# WHAT YOU SHOULD DO
The entries need to be copied exactly.

# SOURCE DATA
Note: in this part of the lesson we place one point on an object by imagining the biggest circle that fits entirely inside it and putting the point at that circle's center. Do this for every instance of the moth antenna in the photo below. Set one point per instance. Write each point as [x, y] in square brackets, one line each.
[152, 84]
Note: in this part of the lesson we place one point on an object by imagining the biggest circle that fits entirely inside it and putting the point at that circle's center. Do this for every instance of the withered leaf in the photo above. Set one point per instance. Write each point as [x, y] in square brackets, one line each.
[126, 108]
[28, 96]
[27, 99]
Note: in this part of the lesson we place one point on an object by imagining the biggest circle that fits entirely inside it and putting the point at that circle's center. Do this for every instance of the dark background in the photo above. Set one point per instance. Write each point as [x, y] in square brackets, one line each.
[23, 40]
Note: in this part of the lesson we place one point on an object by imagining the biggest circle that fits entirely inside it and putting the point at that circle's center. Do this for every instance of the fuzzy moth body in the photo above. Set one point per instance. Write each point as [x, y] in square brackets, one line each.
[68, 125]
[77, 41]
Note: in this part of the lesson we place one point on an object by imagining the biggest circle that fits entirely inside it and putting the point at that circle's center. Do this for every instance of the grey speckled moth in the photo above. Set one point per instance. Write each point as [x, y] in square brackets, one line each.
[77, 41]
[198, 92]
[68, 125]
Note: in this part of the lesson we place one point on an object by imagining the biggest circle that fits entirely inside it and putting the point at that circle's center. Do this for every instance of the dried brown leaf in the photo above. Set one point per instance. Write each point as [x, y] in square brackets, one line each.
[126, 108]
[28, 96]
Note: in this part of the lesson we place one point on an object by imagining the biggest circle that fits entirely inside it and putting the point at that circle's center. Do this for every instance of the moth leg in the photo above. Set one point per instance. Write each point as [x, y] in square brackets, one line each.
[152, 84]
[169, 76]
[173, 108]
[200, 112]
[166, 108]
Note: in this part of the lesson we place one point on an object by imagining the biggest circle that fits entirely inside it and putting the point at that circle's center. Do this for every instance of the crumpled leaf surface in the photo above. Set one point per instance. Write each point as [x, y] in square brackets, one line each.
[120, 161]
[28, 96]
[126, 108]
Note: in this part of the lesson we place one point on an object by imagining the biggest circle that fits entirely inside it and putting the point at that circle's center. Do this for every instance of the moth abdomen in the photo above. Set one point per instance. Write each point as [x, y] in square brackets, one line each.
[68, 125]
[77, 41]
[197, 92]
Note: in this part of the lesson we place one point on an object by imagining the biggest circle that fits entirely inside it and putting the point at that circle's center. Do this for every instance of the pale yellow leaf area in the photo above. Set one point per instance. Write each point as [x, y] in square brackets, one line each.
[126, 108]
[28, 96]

# THE ANSWER
Note: in this part of the lesson we place one point on an object by imagining the biggest circle that fits entirely inside it and putting the point at that circle's center. Do this for every instance of the moth antenna in the photo below. Set one point per instance. Write each point as [x, y] in square brackets, one line each.
[152, 84]
Note: in this part of the lesson we place one point on an object by imagining the biggest circle that fits entirely inside it and putting the point at that circle's center. Do this for every instance of the withered leaf in the photo above. Set one point per instance. Write each point as [x, y] in square brackets, one line each.
[126, 108]
[28, 96]
[27, 99]
Note: in this part of the lesson we place one point on an object by imagining the biggest circle that fits entirely inside it and putting the point at that circle's center. Do this for every instance of the dark background in the photo above. Set one point per instance. Write each point as [x, y] in square brackets, one line each.
[23, 40]
Note: in this part of the lesson we place one point on an object by imagining the biggest circle that fits entirely inside it and putting the point at that circle's center. Do this for every instance of the fuzzy moth body in the photo above. Set one point per instance. Write each point as [x, y] in square brackets, one line each.
[68, 125]
[77, 41]
Note: in this part of the lesson we place one point on an object by imagining the biggest circle that fits entirely inside it and putting the point at that circle's center. Do this for every instance of the grey speckled moth in the photo above. Set one point per instance. Write each point as [x, y] in square brackets, one line each.
[77, 41]
[198, 92]
[68, 125]
Note: in this part of the lesson we place one point on an object by imagining the biggest circle that fits entirely inside it and putting the point at that circle's center. Do this for every instance of the dried brown leaf in the photo above. Set one point per instance. Write each point as [x, y] in square brackets, one line each.
[126, 108]
[28, 96]
Note: in this part of the lesson we place one point on an object by imagining the biggest circle that fits entirely inside it and putting the point at that circle's center. Do this for every instance of the moth leg in the photo above. Set one point per instance. Write each point as [x, y] in square brackets, one line each.
[152, 84]
[169, 76]
[173, 108]
[200, 112]
[166, 108]
Note: in this part of the lesson we place one point on an object by imagining the biggest circle that fits entirely inside it and putting the point at that circle's center. Do this for every instance of the crumpled leaf surface in the photo above. Set one point per instance. Write each point as [x, y] in square brackets, one line each.
[120, 161]
[28, 96]
[126, 108]
Note: in this part of the lesson we place one point on an object by imagining the biggest circle that fits entirely inside it and putting the point at that circle's center. Do this for every instance of the moth abdomen in the photo above. Set one point per instance. Write each point as [x, y] in square brackets, one line each.
[68, 125]
[77, 41]
[197, 92]
Note: in this part of the lesson we place one point on an object by imagining the biggest circle that fits entirely inside it and putting the point at that circle's center. Do this for every instance of the pale yellow leaf area in the photo above. Set one point per instance. Write each point as [x, y] in square brackets, one line each.
[126, 108]
[28, 96]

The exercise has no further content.